:: GOAL ::
Leave out the pictures and repeat every record exactly.
=== GIVEN RECORDS ===
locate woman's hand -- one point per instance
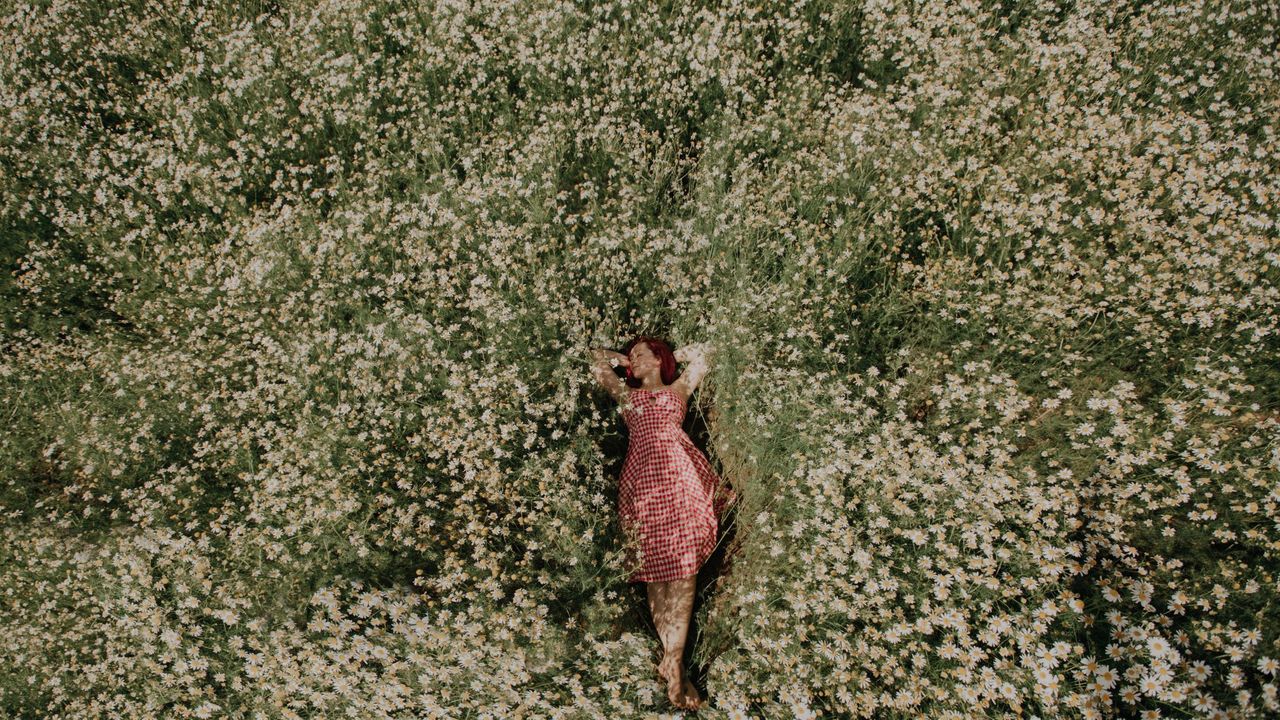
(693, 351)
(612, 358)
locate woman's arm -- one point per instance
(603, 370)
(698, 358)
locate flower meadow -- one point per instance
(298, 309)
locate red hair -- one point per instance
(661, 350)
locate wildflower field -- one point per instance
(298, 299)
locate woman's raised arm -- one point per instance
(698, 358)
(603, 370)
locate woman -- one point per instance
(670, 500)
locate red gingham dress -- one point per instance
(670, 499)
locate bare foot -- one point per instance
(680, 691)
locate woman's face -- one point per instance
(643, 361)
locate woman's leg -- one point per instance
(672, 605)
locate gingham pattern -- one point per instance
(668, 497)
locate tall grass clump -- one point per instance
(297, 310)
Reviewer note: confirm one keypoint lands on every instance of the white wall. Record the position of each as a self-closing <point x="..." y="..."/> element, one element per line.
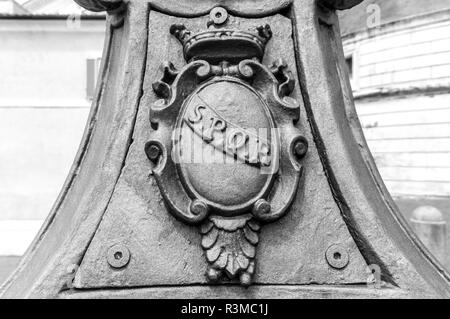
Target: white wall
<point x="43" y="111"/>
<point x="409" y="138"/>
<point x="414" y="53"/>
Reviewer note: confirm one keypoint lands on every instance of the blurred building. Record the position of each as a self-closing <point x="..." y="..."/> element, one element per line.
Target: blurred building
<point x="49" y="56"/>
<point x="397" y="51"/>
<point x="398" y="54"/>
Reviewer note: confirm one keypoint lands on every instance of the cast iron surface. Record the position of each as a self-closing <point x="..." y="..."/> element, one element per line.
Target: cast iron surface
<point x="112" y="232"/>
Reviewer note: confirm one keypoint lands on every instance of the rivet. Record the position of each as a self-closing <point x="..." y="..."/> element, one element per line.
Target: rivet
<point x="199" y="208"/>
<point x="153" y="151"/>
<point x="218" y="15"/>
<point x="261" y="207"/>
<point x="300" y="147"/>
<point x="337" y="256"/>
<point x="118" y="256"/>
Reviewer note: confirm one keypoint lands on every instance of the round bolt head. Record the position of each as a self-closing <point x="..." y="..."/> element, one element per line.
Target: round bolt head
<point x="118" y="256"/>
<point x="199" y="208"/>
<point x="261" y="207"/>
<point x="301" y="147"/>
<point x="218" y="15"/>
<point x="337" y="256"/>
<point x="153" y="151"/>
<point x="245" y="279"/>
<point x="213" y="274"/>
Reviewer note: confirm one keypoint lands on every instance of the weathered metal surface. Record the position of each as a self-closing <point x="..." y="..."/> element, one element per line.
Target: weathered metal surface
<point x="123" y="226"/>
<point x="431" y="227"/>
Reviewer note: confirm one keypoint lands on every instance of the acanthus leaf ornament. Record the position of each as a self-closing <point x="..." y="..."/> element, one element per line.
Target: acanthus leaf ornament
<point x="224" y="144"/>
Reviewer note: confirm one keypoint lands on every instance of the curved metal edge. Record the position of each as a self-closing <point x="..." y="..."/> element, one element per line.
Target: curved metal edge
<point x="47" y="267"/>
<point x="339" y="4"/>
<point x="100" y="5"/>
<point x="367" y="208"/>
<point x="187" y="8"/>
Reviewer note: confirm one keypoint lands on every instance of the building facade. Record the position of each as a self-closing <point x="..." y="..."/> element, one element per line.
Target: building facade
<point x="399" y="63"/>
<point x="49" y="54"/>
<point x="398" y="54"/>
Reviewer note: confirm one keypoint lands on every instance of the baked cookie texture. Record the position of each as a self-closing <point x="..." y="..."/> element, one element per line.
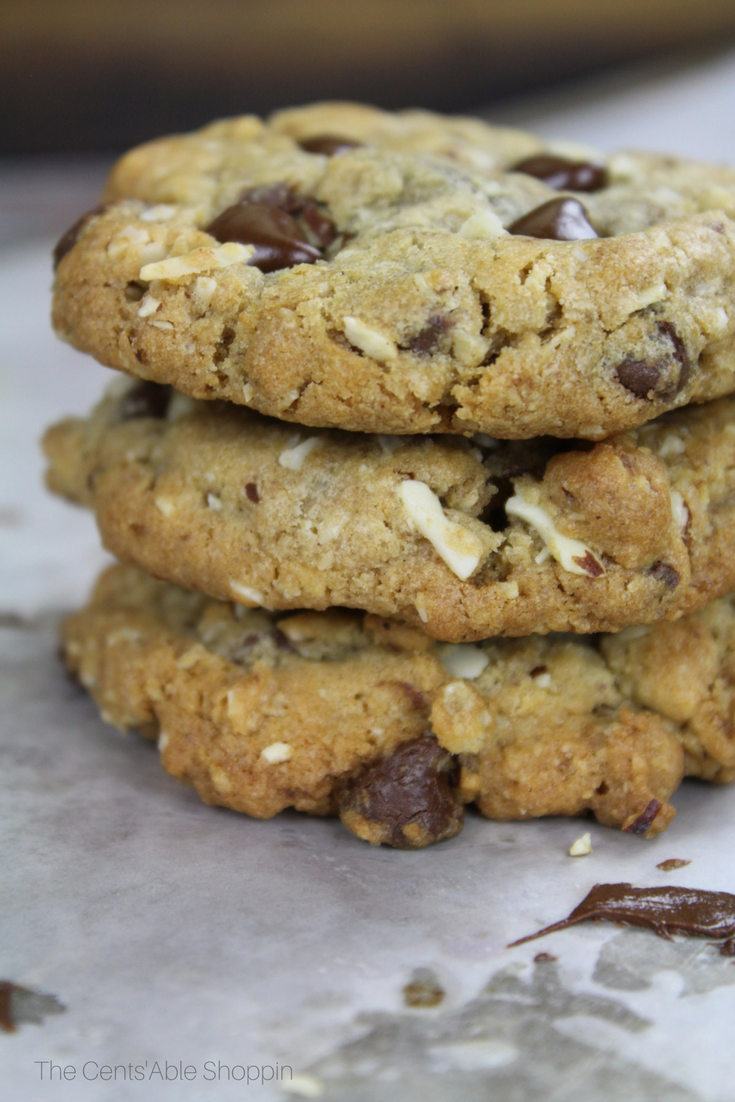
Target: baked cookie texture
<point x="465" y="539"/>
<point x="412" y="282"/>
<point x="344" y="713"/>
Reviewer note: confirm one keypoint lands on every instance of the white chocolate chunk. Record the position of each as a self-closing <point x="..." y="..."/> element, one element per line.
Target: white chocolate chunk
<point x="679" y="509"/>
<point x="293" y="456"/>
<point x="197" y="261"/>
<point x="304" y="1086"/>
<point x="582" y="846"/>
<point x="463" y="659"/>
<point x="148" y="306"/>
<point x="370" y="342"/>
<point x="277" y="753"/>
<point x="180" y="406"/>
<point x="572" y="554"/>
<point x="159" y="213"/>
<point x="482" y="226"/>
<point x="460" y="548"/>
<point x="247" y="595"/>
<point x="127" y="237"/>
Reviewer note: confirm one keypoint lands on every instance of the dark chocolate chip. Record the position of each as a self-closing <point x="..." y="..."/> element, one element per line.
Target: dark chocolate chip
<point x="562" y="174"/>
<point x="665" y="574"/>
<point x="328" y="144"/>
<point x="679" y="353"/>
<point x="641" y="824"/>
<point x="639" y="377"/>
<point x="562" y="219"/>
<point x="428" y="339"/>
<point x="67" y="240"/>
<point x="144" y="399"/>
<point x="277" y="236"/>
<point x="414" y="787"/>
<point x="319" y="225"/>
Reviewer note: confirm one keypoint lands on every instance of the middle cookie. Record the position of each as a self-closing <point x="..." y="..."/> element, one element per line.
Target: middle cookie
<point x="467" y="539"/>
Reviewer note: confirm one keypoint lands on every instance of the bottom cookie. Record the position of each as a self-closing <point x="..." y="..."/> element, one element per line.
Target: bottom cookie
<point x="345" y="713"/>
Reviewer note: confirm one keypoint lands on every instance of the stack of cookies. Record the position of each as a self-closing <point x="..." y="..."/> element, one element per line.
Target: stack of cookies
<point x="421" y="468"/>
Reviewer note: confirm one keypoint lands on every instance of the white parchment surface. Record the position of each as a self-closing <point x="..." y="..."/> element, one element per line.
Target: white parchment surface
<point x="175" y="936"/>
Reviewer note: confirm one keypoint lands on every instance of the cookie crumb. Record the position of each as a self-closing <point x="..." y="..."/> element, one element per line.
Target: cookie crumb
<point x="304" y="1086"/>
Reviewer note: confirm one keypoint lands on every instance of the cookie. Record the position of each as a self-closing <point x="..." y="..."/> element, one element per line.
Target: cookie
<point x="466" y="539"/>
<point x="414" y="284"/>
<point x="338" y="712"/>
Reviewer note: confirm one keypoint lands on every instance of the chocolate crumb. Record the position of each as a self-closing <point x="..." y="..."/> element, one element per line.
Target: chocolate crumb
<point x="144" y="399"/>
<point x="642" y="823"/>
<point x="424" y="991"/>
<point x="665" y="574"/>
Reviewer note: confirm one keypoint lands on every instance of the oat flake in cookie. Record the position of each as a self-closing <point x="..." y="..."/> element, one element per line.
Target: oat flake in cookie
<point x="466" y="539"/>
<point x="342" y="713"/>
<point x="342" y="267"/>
===
:: FULL RESPONSE ::
locate woman's hand -- one point per instance
(693, 351)
(612, 358)
locate woman's arm -- one point per instance
(603, 370)
(698, 358)
locate flower meadow -- one point per instance
(298, 309)
locate red hair -- one point per instance
(661, 350)
locate wildflower field -- one point per instance
(298, 299)
locate woman's raised arm -- one point per instance
(698, 358)
(603, 370)
locate woman -- one point per instance
(670, 500)
locate red gingham dress -- one point per instance
(670, 499)
locate bare foot -- one point per instance
(680, 691)
locate woman's face -- one point per instance
(643, 361)
locate woman's leg -- one point per instance
(672, 605)
locate gingham pattern -- one point per instance
(668, 497)
locate tall grass clump -- one point per instance
(297, 310)
Reviewer note: confirm one keypoint lands on every instance of the white wall. Record the position of each as a self-closing <point x="..." y="..."/> element, one element per line.
Target: white wall
<point x="43" y="111"/>
<point x="409" y="138"/>
<point x="414" y="53"/>
Reviewer note: confirm one keypoint lands on every instance of the blurred building. Record the position of each as a self-closing <point x="..." y="..."/> element, one element per line.
Target: blurred building
<point x="49" y="56"/>
<point x="397" y="51"/>
<point x="398" y="54"/>
Reviewer note: confirm one keypoint lands on every instance of the cast iron surface. Record the position of each as a self-closing <point x="..." y="..."/> element, one element per line.
Target: cast iron surface
<point x="112" y="232"/>
Reviewer note: confirm one keypoint lands on every instance of the rivet. Record the position of each as a self-closing <point x="..." y="..."/> element, one element per line.
Target: rivet
<point x="199" y="208"/>
<point x="153" y="151"/>
<point x="218" y="15"/>
<point x="261" y="207"/>
<point x="300" y="147"/>
<point x="337" y="256"/>
<point x="118" y="256"/>
Reviewer note: confirm one keypoint lands on every instance of the round bolt head. Record the position of each as a self-closing <point x="..." y="..."/> element, one element per line.
Target: round bolt head
<point x="118" y="256"/>
<point x="199" y="208"/>
<point x="261" y="207"/>
<point x="301" y="147"/>
<point x="218" y="15"/>
<point x="337" y="256"/>
<point x="153" y="151"/>
<point x="245" y="279"/>
<point x="213" y="274"/>
Reviewer note: confirm one keypoint lands on every instance of the weathered metal surface. Record the position of each as a self-closing <point x="..." y="..."/> element, one element per line.
Target: weathered metal surface
<point x="123" y="226"/>
<point x="431" y="227"/>
Reviewer note: confirm one keypoint lands on every instance of the acanthus leaf ornament. Record the position of each as a self-closing <point x="..." y="..."/> element, one element per line.
Target: acanthus leaf ornament
<point x="224" y="144"/>
Reviewer note: confirm one keypoint lands on every instance of the curved metal edge. Record the position of each as a self-closing <point x="..." y="..."/> element, one element per line.
Target: curved metal edge
<point x="47" y="267"/>
<point x="339" y="4"/>
<point x="100" y="5"/>
<point x="367" y="208"/>
<point x="187" y="8"/>
Reviewer note: confirm one keypoint lands on every instance of the building facade. Record the position of each as a self-closing <point x="..." y="..."/> element, one element per line.
Target: building facade
<point x="399" y="63"/>
<point x="49" y="54"/>
<point x="398" y="54"/>
Reviewer note: confirm one keypoint lands on every instance of the baked cookie texture. Record the position of each as a self-closing <point x="..." y="..."/> element, one element per line.
Target: baked cookie texture
<point x="465" y="539"/>
<point x="412" y="282"/>
<point x="344" y="713"/>
Reviewer note: confirm one keypoint lands on every instance of the white chocolate chunk. Record the position of each as a self-closing <point x="..." y="..."/> element, one element per line.
Target: white chocolate chunk
<point x="679" y="509"/>
<point x="293" y="456"/>
<point x="197" y="261"/>
<point x="304" y="1086"/>
<point x="582" y="846"/>
<point x="463" y="659"/>
<point x="148" y="306"/>
<point x="370" y="342"/>
<point x="277" y="753"/>
<point x="180" y="406"/>
<point x="572" y="554"/>
<point x="159" y="213"/>
<point x="482" y="226"/>
<point x="460" y="548"/>
<point x="247" y="595"/>
<point x="127" y="237"/>
Reviewer note: confirm one keypoint lands on every instance of the dark chocolate chip. Record the position of each as a self-closing <point x="..." y="..."/> element, one element per line.
Target: dark chocolate chip
<point x="562" y="174"/>
<point x="665" y="574"/>
<point x="328" y="144"/>
<point x="679" y="353"/>
<point x="641" y="824"/>
<point x="639" y="377"/>
<point x="562" y="219"/>
<point x="428" y="339"/>
<point x="67" y="240"/>
<point x="144" y="399"/>
<point x="277" y="236"/>
<point x="414" y="787"/>
<point x="319" y="225"/>
Reviewer note: confirm one keypoint lands on every instance of the middle cookie. Record the position of each as a self-closing <point x="..." y="..."/> element, one element per line.
Target: middle cookie
<point x="467" y="539"/>
Reviewer note: confirm one keypoint lands on every instance of the bottom cookie. Record the position of each as a self-closing <point x="..." y="..."/> element, one element per line.
Target: bottom cookie
<point x="345" y="713"/>
Reviewer note: confirm one keypoint lands on every instance of the stack of cookies. Record the position of each as a self-closing <point x="..." y="..."/> element, one element per line.
Target: stack of cookies
<point x="421" y="468"/>
Reviewer note: confirm one keypoint lands on every instance of the white parchment surface. Record the position of each as a self-closing <point x="..." y="..."/> element, one element per line.
Target: white parchment surface
<point x="175" y="936"/>
Reviewer note: confirm one keypoint lands on every instance of the cookie crumb. Record the position of each as a self-closing <point x="..." y="..."/> element, one element per line.
Target: cookie crumb
<point x="304" y="1086"/>
Reviewer note: confirm one keypoint lands on every instance of the cookie. Record the position of each as a self-closing <point x="..." y="..."/> element, one element per line.
Target: cookie
<point x="466" y="539"/>
<point x="414" y="284"/>
<point x="338" y="712"/>
Reviewer note: confirm one keypoint lands on every instance of the chocolate crumb. Record the position of each as a self-closing <point x="..." y="..."/> element, one element per line.
Target: chocolate crumb
<point x="144" y="399"/>
<point x="642" y="823"/>
<point x="424" y="991"/>
<point x="665" y="574"/>
Reviewer note: confirm one keypoint lands on every instance of the oat flake in cookie. Record the position of each as a self-closing <point x="..." y="..."/> element, one element per line.
Target: oat flake in cookie
<point x="466" y="539"/>
<point x="342" y="713"/>
<point x="342" y="267"/>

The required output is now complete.